**TASK REQUIREMENTS**
The full listing should be transcribed verbatim.

**TASK INPUT**
------------
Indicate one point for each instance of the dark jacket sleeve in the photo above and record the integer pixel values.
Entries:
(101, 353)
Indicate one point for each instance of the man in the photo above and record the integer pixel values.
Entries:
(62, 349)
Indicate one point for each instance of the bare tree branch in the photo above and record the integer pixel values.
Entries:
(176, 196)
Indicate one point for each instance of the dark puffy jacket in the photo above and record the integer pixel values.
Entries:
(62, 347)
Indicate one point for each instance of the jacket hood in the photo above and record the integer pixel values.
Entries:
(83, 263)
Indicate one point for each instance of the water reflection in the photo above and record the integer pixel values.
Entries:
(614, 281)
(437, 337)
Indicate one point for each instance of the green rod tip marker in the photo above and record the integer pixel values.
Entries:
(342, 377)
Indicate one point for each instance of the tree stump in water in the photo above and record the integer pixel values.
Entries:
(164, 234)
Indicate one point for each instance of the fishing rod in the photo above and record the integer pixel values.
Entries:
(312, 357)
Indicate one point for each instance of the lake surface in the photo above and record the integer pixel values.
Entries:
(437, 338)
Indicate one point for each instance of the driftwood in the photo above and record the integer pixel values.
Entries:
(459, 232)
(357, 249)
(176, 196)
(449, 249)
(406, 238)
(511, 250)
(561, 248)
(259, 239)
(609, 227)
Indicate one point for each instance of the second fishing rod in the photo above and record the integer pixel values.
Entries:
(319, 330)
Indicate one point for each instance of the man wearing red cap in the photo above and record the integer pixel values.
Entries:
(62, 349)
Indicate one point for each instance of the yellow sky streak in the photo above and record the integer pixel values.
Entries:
------------
**EXERCISE OUTPUT**
Indicate one point for each instance of the dark jacket sleeve in the photo above and record the integer pixel values.
Entries:
(101, 353)
Indicate one point for each instance of the man in the photo above and record the integer pixel values.
Entries:
(62, 349)
Indicate one point for each instance of the bare tree branch in the photo above and record the integer pixel values.
Entries:
(176, 196)
Indicate one point for each instance of the dark puffy jacket in the photo above and record the integer pixel values.
Entries:
(62, 347)
Indicate one point for each instance of the jacket hood in the photo above and record the integer pixel values.
Entries:
(83, 263)
Indicate one point for each instance of the water reflection in the photo above and record the integer pixel values.
Entries:
(614, 281)
(437, 337)
Indicate one point for each instance of the green rod tip marker in the photo above and record the integer pixel values.
Entries:
(342, 377)
Indicate one point for each instance of the tree stump in water in the photo above and record the integer pixel values.
Entries:
(164, 234)
Indicate one point for each instance of the fishing rod in the photo above and record the integer pixel values.
Entries:
(312, 357)
Indicate one point for each instance of the lake surface in the photo above and record the integer pixel values.
Entries:
(437, 338)
Indicate one point for each instance of the driftwood in the photo above and record the integer pixel values.
Entries:
(459, 232)
(357, 249)
(176, 196)
(449, 249)
(406, 238)
(511, 250)
(561, 248)
(259, 239)
(609, 227)
Indicate one point for each instance of the second fishing rod in the photo above and record the integer pixel values.
Entries:
(319, 330)
Indicate one point for each instance of the man wearing red cap in the photo above and record the integer pixel values.
Entries:
(62, 349)
Indicate one point for each instance of the yellow sky streak in the photo above and record the integer pixel values.
Entries:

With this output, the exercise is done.